### TASK DETAILS
Leave out the pictures and repeat everything else in the records exactly.

Coordinate annotation records
|---|

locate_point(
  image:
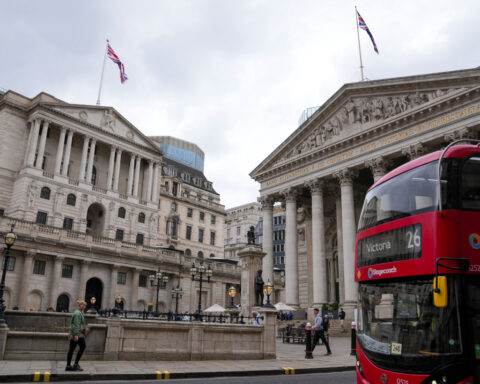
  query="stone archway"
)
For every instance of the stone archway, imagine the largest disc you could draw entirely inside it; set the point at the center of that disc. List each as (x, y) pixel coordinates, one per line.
(95, 219)
(94, 289)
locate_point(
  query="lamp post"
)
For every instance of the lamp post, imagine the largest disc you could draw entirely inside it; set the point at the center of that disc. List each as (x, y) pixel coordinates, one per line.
(177, 293)
(201, 271)
(9, 239)
(268, 289)
(232, 291)
(160, 277)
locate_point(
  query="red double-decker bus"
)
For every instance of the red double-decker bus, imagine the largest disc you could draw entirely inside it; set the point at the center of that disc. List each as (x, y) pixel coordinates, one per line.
(418, 269)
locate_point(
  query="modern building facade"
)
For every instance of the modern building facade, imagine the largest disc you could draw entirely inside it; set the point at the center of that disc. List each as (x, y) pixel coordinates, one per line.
(85, 190)
(322, 170)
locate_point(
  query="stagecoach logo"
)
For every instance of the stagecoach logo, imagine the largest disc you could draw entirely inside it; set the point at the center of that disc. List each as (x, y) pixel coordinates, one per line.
(474, 240)
(379, 272)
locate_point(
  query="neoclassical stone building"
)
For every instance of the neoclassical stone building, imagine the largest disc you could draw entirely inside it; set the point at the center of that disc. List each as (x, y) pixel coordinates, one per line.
(323, 169)
(85, 191)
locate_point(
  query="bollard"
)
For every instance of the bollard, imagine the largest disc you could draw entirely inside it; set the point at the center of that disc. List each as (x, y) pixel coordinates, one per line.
(354, 339)
(308, 341)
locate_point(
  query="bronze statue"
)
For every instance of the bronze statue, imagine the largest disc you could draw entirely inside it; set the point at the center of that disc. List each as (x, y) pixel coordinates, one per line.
(259, 289)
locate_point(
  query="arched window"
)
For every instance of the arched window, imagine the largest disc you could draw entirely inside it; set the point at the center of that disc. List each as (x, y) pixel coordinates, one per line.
(71, 199)
(45, 193)
(94, 175)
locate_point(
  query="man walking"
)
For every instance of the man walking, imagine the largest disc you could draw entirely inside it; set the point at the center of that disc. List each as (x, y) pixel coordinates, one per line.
(77, 336)
(319, 332)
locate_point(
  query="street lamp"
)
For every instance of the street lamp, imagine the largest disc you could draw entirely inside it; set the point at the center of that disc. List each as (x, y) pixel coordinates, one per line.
(268, 289)
(201, 270)
(177, 293)
(160, 277)
(9, 239)
(232, 291)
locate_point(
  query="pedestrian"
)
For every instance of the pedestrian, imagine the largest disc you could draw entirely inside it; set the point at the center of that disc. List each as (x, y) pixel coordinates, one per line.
(77, 336)
(341, 316)
(319, 332)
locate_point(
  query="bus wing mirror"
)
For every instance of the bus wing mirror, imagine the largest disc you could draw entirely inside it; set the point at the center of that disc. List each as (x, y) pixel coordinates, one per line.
(440, 291)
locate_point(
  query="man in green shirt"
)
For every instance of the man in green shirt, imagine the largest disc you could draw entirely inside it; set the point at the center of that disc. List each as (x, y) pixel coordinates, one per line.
(77, 336)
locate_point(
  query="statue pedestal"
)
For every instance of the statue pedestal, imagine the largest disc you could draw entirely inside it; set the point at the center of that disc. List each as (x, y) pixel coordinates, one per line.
(251, 260)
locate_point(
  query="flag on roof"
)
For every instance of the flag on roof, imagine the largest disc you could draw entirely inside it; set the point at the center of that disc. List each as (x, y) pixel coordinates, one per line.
(113, 56)
(363, 25)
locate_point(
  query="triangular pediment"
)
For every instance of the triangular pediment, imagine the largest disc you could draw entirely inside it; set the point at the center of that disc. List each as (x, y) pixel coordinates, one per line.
(360, 107)
(106, 119)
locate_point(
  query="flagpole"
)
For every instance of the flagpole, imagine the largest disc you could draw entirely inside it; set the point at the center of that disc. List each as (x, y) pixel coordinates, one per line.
(359, 48)
(103, 70)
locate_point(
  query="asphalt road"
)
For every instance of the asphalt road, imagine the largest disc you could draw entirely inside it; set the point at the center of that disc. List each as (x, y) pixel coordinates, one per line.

|---|

### COMPLETE RESPONSE
locate_point(
  image:
  query="stone archway"
)
For every instance of the stone archway, imagine the largest disc you could draw entirely inside it; set the point at the center of that disc. List each as (x, y) pixel coordinates, one per line.
(95, 219)
(94, 289)
locate_point(
  query="lamp post"
)
For every instance of the lamp post, imagine the largest disc you could draw entirely inside it; set the point at the center of that disc. List each as (x, y) pixel coordinates, one per line.
(177, 293)
(201, 271)
(9, 239)
(268, 289)
(232, 291)
(160, 277)
locate_point(
  query="red double-decker bus"
)
For every instance of the red double-decker bus, imagine the largest disc you could draw entirely inside it; set the point at the center of that disc. List each as (x, y) pixel coordinates, one per line.
(418, 269)
locate_point(
  query="modern building facade"
)
For every instance of the modern building facade, imagine the largest disc you could draw entirely inside it; set the point at the center of that disc. List each as (x, y) pixel coordinates, one per line.
(85, 190)
(322, 170)
locate_point(
  query="stagecoach logo"
)
For every instance of the stagecoach logo, imagine the largest disc you could draw entirely inside it; set the point at the center of that disc. List each as (x, y) pixel coordinates, one per line.
(474, 240)
(379, 272)
locate_point(
  query="neoclassical stone building"
)
For every instance of the neoclassical stone building, imagine the largest disc you could draw entirely inside it; set the point at the center of that disc. List each as (x, y) pixel coordinates, one per line.
(323, 169)
(85, 191)
locate_point(
  query="bollard"
)
For every instance of the bollard, imagine the largest disc you could draw entirely inside it; set the point at the center of that disc. List each as (x, y) pixel coordinates, one per line.
(354, 339)
(308, 341)
locate_point(
  query="bronze statue"
)
For every instance of the bronze statue, imagine the largest disc you could draw entirely inside it; set the point at the center of that disc. List each as (x, y) pixel coordinates, one per line.
(259, 289)
locate_point(
  query="arched window"
)
For every instance of the arched window, imagine the largest disc you could draw entirely inside it; set the point at the center of that disc. List each as (x, y) pixel coordinates, one per line.
(71, 199)
(45, 193)
(94, 175)
locate_point(
  query="man walking"
)
For every instance of the man walking, imagine the largest disc you could draw entirely inside it; set the point at the center of that disc. List each as (x, y) pixel coordinates, one per line.
(77, 336)
(319, 332)
locate_point(
  query="street lamp"
)
For every instance of the street lamp, imagine the largest disc you could draw entirely inside it; set the point at the center of that disc. List each as (x, y) pixel coordinates, one per line.
(268, 289)
(201, 270)
(177, 293)
(160, 277)
(9, 239)
(232, 291)
locate_point(
  query="pedestrian"
)
For every instance of the pedestrian, imagine the largest disc you could draw entirely inside it; set the point at the center of that disc. List each as (x, y) pixel coordinates, one per line.
(77, 336)
(341, 316)
(319, 332)
locate_point(
  query="bus wing mirror"
)
For every instance of the bus wing mirror, imagine the largest disc you could draw entirely inside it; set the point at the center of that disc. List each as (x, y) pixel coordinates, one per line.
(440, 291)
locate_point(
  query="man in green shirt"
)
For every instance of the man in green shirt, imagine the largest disc you could draw entirely inside it; set the point at the center of that disc. List each as (x, y) pixel coordinates, one per line.
(77, 336)
locate_point(
  query="statue pedestal"
)
For every instance of the statue pedestal, imagine the largest disc you could draw entirely inside it; set the point at the center of that disc. List each as (x, y) pixel coordinates, one per line.
(251, 260)
locate_point(
  query="flag on roof"
)
For every instance of the flag on roof, imagine the largest disc you could draw entirely inside it; set the point at the center of that disc. List each as (x, y) pixel coordinates, one per line.
(113, 56)
(363, 25)
locate_point(
  query="triangular pediment"
)
For every instance of the triangular pediment, imagine the largest disc you could draw entirely inside it; set the point at the center of that disc. List each as (x, y) pixel coordinates, one per line.
(360, 107)
(106, 119)
locate_point(
  query="flagpole"
)
For every instance of the flagpole, imagine the largest disc you could draw entirely inside it; set the point at the center of that disc. List each as (x, y) pixel coordinates, one per line.
(359, 48)
(103, 70)
locate_point(
  query="asphalt road"
)
For every instance of the asphalt road, imagine the largest disc you could draw entirely inside it; set the point at the center of that disc. List each as (x, y) pixel coordinates, one per line.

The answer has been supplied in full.